- Task statement:
Write the listing below again, word for word.

- Provided data:
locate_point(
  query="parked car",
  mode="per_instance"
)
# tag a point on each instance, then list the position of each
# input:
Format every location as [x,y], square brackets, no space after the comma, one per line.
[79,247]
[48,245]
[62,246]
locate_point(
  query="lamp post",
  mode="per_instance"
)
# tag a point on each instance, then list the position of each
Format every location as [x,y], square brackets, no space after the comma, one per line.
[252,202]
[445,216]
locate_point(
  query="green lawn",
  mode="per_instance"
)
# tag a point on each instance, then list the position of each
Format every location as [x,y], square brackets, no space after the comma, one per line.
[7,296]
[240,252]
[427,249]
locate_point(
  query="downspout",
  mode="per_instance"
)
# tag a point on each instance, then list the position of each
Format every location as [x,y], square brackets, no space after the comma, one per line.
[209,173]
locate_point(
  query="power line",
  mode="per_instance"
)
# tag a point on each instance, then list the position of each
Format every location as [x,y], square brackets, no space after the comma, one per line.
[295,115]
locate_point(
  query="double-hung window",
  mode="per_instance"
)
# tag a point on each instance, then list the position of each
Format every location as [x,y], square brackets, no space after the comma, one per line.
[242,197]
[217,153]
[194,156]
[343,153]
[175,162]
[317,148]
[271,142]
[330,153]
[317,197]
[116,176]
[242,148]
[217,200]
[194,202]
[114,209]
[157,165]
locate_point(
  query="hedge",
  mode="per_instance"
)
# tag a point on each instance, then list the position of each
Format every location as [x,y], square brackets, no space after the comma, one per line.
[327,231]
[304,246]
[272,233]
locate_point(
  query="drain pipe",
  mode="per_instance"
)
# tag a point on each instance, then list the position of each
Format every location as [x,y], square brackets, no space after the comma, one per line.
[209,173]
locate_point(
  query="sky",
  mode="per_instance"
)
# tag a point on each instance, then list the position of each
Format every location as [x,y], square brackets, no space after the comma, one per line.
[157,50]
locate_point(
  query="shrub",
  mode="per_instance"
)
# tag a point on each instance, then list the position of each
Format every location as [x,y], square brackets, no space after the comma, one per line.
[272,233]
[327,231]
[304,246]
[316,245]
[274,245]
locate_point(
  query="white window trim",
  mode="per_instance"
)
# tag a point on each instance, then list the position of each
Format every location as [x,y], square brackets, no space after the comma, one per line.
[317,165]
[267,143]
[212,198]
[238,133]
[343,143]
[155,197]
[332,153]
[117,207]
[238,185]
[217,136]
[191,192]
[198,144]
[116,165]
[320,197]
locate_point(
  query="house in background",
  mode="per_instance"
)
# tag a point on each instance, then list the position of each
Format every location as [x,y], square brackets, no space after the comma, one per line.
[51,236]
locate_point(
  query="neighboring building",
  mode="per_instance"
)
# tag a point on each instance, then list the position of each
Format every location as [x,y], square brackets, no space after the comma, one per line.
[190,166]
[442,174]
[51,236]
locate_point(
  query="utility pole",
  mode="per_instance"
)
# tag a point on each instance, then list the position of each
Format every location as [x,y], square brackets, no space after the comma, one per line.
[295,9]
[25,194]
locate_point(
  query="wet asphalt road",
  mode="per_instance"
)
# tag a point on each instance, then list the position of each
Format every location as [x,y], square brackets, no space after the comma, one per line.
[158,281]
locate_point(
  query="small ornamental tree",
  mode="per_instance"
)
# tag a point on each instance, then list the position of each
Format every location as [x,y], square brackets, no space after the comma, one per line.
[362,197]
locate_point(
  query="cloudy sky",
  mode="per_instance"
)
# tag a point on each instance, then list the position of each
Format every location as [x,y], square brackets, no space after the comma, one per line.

- Answer to the problem:
locate_point(
  query="parked car",
  mode="per_instance"
)
# tag a point on each instance, then list the position of each
# input:
Format every location as [x,y], square brackets, no space after the comma, one per line.
[79,247]
[48,245]
[62,246]
locate_point(
  query="lamp post",
  mode="per_instance"
)
# tag a point on each instance, then list the position of each
Format every location as [x,y], square brackets, no space after the comma, one per line.
[252,202]
[445,216]
locate_point(
  query="green lawn",
  mode="per_instance"
)
# tag a point on each instance, then list the position of each
Format every location as [x,y], square brackets, no space after the comma, one per line.
[7,296]
[240,252]
[427,249]
locate_point(
  query="downspout",
  mode="per_instance"
)
# tag a point on each instance, then list the position of each
Format every location as [x,y], square brackets, no space after the comma, one per line.
[209,173]
locate_point(
  query="power line",
  mode="per_instance"
)
# tag a point on each instance, then list the position of each
Format every location as [x,y], square brackets, no space after the comma, one per line.
[295,115]
locate_point(
  query="double-hung window",
  mode="per_instance"
)
# tag a point on each instance, then list the position of each
Format every location as [x,y], square brackets, no space after the comma, one per line.
[242,197]
[217,153]
[194,156]
[343,153]
[175,162]
[317,148]
[271,142]
[330,153]
[317,197]
[116,176]
[242,148]
[217,200]
[194,202]
[114,209]
[157,165]
locate_point(
  query="hedge",
  mode="per_instance"
)
# tag a point on each instance, then list the position of each
Format every location as [x,y], square brackets, no space after the comma, one per line.
[327,231]
[304,246]
[272,233]
locate_point(
  query="drain pipe",
  mode="per_instance"
)
# tag a point on each instance, then list the position of each
Format every location as [x,y], square brackets, no space after the comma, one per line.
[209,173]
locate_point(
  query="sky",
  mode="per_instance"
)
# tag a point on each instance, then list the position of each
Format every location as [x,y], square brackets, no space after the comma, one per line.
[157,50]
locate_point(
  query="shrub",
  mode="per_instance"
)
# tag a point on each instance, then list the position of each
Format every location as [x,y], square brackets, no space after the comma, one per line.
[272,233]
[327,231]
[304,246]
[316,245]
[274,245]
locate_point(
  query="white window trim",
  mode="per_instance"
)
# tag a point on each instance, then list the position of each
Format every location as [x,y], square brackets, no space after the comma, one per line.
[317,165]
[267,143]
[212,198]
[238,133]
[343,143]
[155,197]
[332,153]
[117,207]
[238,185]
[217,136]
[191,192]
[198,144]
[116,165]
[320,197]
locate_point(
  query="house in background",
  mode="per_instance"
)
# tag a point on each instance, then list the position of each
Format every location as [x,y], square brackets, no space after the comma, one per line.
[51,236]
locate_point(
  query="neighboring building",
  mode="per_instance"
)
# tag a point on each instance, then list the position of each
Format every location as [x,y], square brackets, no space after the comma, one per line.
[190,166]
[442,174]
[51,236]
locate_point(
  query="utility pole",
  mode="per_instance"
)
# tag a point on each instance, then list the position of each
Format every location as [x,y], square brackets, no space after the comma, one per line.
[295,9]
[25,194]
locate_point(
  query="wet asphalt road",
  mode="per_instance"
)
# tag a point on each instance, then list the position of each
Format every location as [x,y], square brackets, no space after the comma, one per line.
[158,281]
locate_point(
  query="small ornamental tree",
  mode="per_instance"
)
# tag a point on each instance, then list the position of each
Format every location as [x,y], square brackets, no space after the comma, one per line.
[362,197]
locate_point(
  query="cloudy sky",
  mode="per_instance"
)
# tag a point on each instance, then list the position of each
Format every location as [x,y], square brackets, no space after the comma, one per line.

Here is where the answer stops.